- [Supplied information]:
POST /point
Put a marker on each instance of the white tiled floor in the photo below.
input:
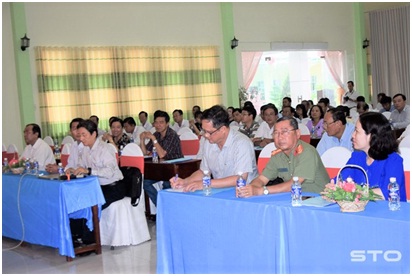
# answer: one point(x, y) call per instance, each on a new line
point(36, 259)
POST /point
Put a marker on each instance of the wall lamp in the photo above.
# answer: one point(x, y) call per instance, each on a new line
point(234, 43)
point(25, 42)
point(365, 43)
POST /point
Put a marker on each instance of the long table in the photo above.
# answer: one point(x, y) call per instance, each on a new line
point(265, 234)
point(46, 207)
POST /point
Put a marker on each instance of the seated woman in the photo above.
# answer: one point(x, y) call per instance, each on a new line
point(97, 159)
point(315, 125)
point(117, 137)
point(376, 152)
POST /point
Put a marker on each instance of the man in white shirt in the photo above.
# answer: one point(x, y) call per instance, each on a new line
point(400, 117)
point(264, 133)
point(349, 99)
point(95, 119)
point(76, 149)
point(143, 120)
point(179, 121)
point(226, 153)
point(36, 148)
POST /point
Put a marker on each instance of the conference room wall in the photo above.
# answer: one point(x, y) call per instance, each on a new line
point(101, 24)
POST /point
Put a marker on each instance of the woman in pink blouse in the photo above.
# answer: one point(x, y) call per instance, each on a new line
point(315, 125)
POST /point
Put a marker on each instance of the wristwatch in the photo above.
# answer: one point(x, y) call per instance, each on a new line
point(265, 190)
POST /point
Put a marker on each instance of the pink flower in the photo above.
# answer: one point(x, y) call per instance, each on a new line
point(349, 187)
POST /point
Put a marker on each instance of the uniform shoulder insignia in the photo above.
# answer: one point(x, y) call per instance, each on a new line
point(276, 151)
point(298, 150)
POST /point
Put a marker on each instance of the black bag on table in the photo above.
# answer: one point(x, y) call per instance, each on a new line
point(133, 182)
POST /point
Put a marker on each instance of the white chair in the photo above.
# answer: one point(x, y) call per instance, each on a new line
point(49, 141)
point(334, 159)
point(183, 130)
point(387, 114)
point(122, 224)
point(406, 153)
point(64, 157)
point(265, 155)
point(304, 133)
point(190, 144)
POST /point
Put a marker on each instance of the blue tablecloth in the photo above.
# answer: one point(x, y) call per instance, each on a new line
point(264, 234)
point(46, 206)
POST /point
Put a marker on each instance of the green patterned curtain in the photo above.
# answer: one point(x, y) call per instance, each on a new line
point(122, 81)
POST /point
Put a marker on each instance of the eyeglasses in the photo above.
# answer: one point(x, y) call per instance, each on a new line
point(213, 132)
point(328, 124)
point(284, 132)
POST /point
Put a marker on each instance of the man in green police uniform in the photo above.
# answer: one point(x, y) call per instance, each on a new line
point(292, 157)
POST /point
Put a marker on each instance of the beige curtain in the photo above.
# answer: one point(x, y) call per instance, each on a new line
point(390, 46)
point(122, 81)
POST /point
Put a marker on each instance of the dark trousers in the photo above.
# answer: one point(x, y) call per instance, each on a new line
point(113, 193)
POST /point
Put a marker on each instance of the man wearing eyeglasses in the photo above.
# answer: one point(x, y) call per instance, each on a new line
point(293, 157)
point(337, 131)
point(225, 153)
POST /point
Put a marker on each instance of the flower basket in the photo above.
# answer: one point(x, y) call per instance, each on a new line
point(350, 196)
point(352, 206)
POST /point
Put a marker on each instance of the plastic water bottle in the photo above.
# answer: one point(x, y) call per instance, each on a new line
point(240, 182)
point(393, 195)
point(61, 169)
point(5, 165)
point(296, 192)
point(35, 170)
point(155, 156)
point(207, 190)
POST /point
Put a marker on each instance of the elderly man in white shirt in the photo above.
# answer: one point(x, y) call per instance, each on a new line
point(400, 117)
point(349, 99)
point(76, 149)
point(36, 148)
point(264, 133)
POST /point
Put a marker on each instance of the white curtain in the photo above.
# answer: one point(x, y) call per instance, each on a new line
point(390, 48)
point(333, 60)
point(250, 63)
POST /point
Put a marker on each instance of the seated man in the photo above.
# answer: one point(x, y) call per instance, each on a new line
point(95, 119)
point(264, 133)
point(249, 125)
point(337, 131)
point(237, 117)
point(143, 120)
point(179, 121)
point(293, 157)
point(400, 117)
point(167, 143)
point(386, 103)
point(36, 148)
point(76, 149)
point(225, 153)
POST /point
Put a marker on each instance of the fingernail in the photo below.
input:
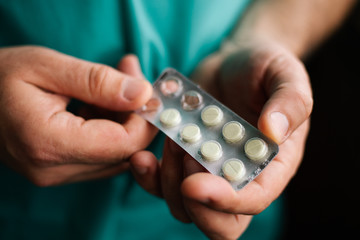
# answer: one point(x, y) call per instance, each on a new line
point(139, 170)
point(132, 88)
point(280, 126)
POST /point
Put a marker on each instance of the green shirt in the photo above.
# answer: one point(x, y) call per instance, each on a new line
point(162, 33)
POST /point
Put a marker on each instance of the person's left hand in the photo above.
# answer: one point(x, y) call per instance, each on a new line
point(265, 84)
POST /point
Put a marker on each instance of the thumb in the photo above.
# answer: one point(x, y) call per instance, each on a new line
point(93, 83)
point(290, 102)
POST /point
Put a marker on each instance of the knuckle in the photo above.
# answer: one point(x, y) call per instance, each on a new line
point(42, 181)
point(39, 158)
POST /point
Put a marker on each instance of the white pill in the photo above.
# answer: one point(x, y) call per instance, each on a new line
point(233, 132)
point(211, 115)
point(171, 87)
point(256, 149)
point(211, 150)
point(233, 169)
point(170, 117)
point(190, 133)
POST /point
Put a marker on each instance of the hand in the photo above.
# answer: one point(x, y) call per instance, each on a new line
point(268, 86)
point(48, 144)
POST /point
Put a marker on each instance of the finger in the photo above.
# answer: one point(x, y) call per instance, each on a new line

- [Problem statement]: Turn each of the entries above into a numbered list, one line per item, skipping blank lines. Leave the pictures out.

- [Task output]:
1. POST /point
2. Put a marker on each instance of the white tiled floor in the photo below.
3. input:
4. # answer: one point(x, y) call per instance, each on a new line
5. point(36, 259)
6. POST /point
7. Put a marker on each instance of the wall lamp in the photo above.
8. # answer: one point(x, y) call per instance, each on a new line
9. point(234, 43)
10. point(25, 42)
11. point(365, 43)
12. POST /point
13. Put a marker on each instance of the long table in the photo above.
14. # answer: one point(x, y) call per instance, each on a new line
15. point(265, 234)
16. point(46, 207)
17. POST /point
18. Put a marker on each instance of the seated woman in the photo above.
19. # answer: one point(x, y) call per instance, each on a new line
20. point(97, 159)
21. point(315, 125)
22. point(117, 137)
23. point(376, 152)
24. POST /point
25. Put a marker on each instance of the man in white shirt in the photo above.
26. # answer: one point(x, y) call per instance, each on a new line
27. point(400, 117)
28. point(264, 133)
29. point(349, 99)
30. point(95, 119)
31. point(76, 149)
32. point(143, 120)
33. point(179, 121)
34. point(226, 153)
35. point(36, 148)
36. POST /point
37. Put a marker on each instance of the conference room wall in the photo above.
38. # answer: one point(x, y) call per instance, each on a new line
39. point(101, 24)
40. POST /point
41. Put a marker on each instance of the woman in pink blouse in the photo above.
42. # answer: one point(x, y) call per instance, each on a new line
43. point(315, 125)
44. POST /point
45. Put a marker on each instance of the wristwatch in the photo above.
46. # answer: one point(x, y) call per instance, each on a new line
47. point(265, 190)
48. POST /point
49. Put a marker on each instance of the pink flower in the photo above.
50. # answer: one point(x, y) call per instance, each on a new line
51. point(349, 187)
52. POST /point
53. Put a marker on each instance of the uniform shoulder insignia in the photo above.
54. # answer: one point(x, y) call per instance, each on a new line
55. point(276, 151)
56. point(298, 150)
57. POST /point
58. Put a marker on each instance of the black bag on table in the photo above.
59. # answer: one point(x, y) call per instance, each on a new line
60. point(133, 182)
61. POST /point
62. Put a marker on each instance of the white chair in the photo above.
63. # answer: one point(x, y) call per instance, each on a new line
64. point(49, 141)
65. point(334, 159)
66. point(183, 130)
67. point(387, 114)
68. point(122, 224)
69. point(406, 153)
70. point(64, 157)
71. point(265, 155)
72. point(304, 133)
73. point(190, 144)
74. POST /point
75. Put a marker on each instance of the blue tablecloth in the photo above.
76. # answer: one point(x, y) call per instance, each on a new line
77. point(264, 234)
78. point(46, 206)
79. POST /point
80. Put a marker on each instance of the green patterned curtain in the photo above.
81. # answer: one point(x, y) call per instance, each on a new line
82. point(122, 81)
83. POST /point
84. Put a marker on each instance of the eyeglasses in the photo above.
85. # answer: one point(x, y) call per instance, each on a new line
86. point(213, 132)
87. point(328, 124)
88. point(284, 132)
89. POST /point
90. Put a marker on each instance of the man in green police uniform in the photo above.
91. # answer: one point(x, y) call per instance, each on a new line
92. point(292, 157)
93. POST /point
94. Put a marker on each instance of the beige curtain in the photo above.
95. # answer: one point(x, y) call per instance, each on a new line
96. point(390, 46)
97. point(122, 81)
98. POST /point
99. Put a marker on each instance of the dark trousers in the photo above.
100. # answer: one point(x, y) call per instance, each on a new line
101. point(113, 193)
102. POST /point
103. Put a marker on each instance of the man wearing eyeglasses in the photo above.
104. # answer: one point(x, y) call per instance, each on a new line
105. point(293, 157)
106. point(337, 131)
107. point(225, 153)
108. POST /point
109. Put a marker on each instance of the flower basket in the photo above.
110. # answer: one point(x, y) call per instance, each on a new line
111. point(350, 196)
112. point(352, 206)
113. POST /point
114. Put a marker on each instance of the plastic water bottle in the photo above.
115. # answer: one point(x, y) call per instance, each on a new line
116. point(240, 182)
117. point(393, 195)
118. point(61, 169)
119. point(5, 165)
120. point(296, 192)
121. point(35, 170)
122. point(155, 156)
123. point(207, 190)
124. POST /point
125. Put a marker on each instance of the elderly man in white shirt in the photo above.
126. # answer: one point(x, y) call per instance, each on a new line
127. point(400, 117)
128. point(349, 99)
129. point(76, 149)
130. point(36, 148)
131. point(264, 133)
132. POST /point
133. Put a marker on each instance of the white curtain in the photo above.
134. # answer: one point(x, y) call per instance, each on a new line
135. point(390, 48)
136. point(333, 60)
137. point(250, 63)
138. POST /point
139. Put a marker on each instance of the seated man in the photo above.
140. # answer: one point(x, y) call per instance, each on a new line
141. point(95, 119)
142. point(264, 133)
143. point(249, 125)
144. point(337, 131)
145. point(237, 117)
146. point(143, 120)
147. point(179, 121)
148. point(293, 157)
149. point(400, 117)
150. point(167, 143)
151. point(386, 103)
152. point(36, 148)
153. point(76, 149)
154. point(225, 153)
155. POST /point
156. Put a marker on each instance of the fingernail in the photo below.
157. input:
158. # answer: one point(x, y) call per instance, each on a new line
159. point(139, 170)
160. point(132, 88)
161. point(280, 126)
162. POST /point
163. Put a marker on each instance of the green shirt in the photo above.
164. # answer: one point(x, y) call per instance, each on a new line
165. point(162, 33)
166. POST /point
167. Put a marker on each instance of the person's left hand in the photo above.
168. # answer: one point(x, y) call per instance, each on a new line
169. point(265, 84)
170. POST /point
171. Put a marker on each instance of the thumb in the photo above.
172. # answer: one point(x, y) call per instance, each on a new line
173. point(93, 83)
174. point(290, 102)
175. POST /point
176. Put a marker on each instance of the knuckle in the photo above.
177. # answer: one point(x, y) call per instance, each on a new line
178. point(42, 181)
179. point(39, 158)
180. POST /point
181. Put a marker on each instance of the white pill in the photo above.
182. # answer: one point(x, y) call per instance, each on a new line
183. point(233, 132)
184. point(211, 115)
185. point(171, 87)
186. point(256, 149)
187. point(211, 150)
188. point(233, 169)
189. point(170, 117)
190. point(190, 133)
191. POST /point
192. Put a marker on each instance of the hand in the photo above.
193. # answer: one point(x, y) call per instance, each on a new line
194. point(268, 86)
195. point(48, 144)
196. POST /point
197. Put a marker on each instance of the finger in the photo above.
198. # answer: one point(x, y) call per instance, each on a new line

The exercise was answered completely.